### Task to complete
Which of the rows below contain the word "board"? Report each such row by copying it in full.

Excerpts from a pointing dataset:
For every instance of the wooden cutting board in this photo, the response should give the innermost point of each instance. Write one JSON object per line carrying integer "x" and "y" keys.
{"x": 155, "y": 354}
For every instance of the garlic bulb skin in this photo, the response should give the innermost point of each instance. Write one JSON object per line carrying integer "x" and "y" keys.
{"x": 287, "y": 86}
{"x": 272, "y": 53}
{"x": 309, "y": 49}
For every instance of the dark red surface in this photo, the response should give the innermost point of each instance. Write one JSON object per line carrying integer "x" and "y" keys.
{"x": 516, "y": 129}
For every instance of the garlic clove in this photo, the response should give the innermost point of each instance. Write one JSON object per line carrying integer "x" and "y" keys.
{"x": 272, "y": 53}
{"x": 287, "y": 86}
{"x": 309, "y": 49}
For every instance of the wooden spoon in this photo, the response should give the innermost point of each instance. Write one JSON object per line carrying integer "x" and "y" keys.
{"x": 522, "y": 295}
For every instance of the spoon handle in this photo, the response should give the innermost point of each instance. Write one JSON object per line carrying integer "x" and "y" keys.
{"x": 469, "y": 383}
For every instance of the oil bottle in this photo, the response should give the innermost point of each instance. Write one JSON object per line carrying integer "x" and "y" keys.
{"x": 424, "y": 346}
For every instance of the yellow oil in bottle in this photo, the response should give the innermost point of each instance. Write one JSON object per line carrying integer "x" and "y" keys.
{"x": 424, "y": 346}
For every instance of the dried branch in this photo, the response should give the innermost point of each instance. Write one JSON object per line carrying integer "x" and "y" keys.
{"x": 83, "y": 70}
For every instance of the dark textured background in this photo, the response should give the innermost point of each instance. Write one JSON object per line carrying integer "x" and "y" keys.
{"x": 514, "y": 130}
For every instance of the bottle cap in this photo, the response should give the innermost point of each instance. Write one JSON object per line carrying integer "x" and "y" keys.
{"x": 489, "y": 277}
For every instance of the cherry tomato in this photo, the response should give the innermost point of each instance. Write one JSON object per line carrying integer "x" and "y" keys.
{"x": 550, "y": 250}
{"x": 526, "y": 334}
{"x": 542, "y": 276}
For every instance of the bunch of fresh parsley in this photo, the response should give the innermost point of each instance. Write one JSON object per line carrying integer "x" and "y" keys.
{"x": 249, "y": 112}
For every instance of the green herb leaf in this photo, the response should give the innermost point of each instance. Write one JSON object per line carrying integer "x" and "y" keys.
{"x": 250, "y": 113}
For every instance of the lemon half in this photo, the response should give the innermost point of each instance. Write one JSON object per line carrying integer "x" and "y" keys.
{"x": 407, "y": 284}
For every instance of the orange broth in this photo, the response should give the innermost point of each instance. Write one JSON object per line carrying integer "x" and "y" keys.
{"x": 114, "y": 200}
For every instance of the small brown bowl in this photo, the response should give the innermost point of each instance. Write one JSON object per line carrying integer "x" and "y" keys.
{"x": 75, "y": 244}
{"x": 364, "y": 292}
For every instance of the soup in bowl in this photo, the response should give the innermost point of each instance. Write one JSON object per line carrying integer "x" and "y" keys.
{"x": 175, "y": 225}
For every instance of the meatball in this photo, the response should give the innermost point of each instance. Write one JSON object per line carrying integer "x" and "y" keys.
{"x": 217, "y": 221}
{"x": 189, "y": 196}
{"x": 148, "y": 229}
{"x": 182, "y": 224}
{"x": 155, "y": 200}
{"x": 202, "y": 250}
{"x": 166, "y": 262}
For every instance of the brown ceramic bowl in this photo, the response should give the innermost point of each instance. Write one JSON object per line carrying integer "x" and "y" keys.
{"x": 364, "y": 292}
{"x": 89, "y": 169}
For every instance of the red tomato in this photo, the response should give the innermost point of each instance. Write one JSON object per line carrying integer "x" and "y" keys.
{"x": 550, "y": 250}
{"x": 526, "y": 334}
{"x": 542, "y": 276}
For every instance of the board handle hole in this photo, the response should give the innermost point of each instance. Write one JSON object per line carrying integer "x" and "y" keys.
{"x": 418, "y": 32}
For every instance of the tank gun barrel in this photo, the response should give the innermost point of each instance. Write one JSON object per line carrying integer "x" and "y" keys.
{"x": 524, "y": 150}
==
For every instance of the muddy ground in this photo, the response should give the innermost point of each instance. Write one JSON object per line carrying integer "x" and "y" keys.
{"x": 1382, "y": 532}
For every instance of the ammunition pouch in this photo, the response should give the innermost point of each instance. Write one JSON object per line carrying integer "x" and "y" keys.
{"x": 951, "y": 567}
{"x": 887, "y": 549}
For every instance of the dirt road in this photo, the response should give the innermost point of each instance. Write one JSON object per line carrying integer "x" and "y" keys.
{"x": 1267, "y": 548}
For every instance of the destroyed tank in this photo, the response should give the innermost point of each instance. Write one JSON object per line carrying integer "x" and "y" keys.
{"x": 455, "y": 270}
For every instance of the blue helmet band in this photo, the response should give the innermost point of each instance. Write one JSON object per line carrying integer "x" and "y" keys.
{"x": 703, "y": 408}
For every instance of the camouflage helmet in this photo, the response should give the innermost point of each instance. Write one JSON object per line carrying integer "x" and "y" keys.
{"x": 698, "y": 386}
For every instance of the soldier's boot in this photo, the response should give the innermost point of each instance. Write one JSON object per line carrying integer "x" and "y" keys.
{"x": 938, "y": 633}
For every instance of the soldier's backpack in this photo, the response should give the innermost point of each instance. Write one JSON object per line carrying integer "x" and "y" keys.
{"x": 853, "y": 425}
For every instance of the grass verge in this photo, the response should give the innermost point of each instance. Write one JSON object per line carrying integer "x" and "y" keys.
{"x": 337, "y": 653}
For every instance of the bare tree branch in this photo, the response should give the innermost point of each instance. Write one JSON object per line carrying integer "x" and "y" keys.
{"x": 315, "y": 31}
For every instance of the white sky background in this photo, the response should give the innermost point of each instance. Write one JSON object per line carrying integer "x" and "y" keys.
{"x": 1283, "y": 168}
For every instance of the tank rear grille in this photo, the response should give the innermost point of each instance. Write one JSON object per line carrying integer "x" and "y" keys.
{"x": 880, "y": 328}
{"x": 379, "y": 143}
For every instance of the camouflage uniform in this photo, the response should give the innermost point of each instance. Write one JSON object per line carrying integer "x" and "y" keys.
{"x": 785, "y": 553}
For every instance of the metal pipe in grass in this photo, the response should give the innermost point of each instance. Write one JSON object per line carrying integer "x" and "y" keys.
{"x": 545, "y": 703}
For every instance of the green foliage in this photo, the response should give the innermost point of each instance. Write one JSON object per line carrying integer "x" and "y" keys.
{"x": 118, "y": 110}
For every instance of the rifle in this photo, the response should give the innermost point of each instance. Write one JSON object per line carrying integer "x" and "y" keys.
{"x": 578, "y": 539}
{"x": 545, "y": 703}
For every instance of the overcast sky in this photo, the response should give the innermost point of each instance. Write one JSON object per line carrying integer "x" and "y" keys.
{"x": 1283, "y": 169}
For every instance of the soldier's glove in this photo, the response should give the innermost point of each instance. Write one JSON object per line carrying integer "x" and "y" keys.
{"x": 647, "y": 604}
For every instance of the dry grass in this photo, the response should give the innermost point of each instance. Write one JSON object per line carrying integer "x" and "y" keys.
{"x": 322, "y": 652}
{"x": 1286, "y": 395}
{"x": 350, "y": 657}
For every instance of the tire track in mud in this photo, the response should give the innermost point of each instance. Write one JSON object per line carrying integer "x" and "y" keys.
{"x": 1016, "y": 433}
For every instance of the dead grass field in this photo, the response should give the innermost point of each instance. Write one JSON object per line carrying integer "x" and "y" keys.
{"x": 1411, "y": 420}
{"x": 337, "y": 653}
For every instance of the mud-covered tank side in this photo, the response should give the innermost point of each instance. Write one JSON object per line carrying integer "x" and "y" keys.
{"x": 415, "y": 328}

### Exercise result
For every instance of the wooden cutting board in this photo, the response should give the innermost point of each instance. Write one JSON object per line carrying integer "x" and "y" keys.
For every instance of the board handle hole in this photo, the response should give the innermost point of each instance. Write one JSON object per line carrying integer "x" and "y" keys.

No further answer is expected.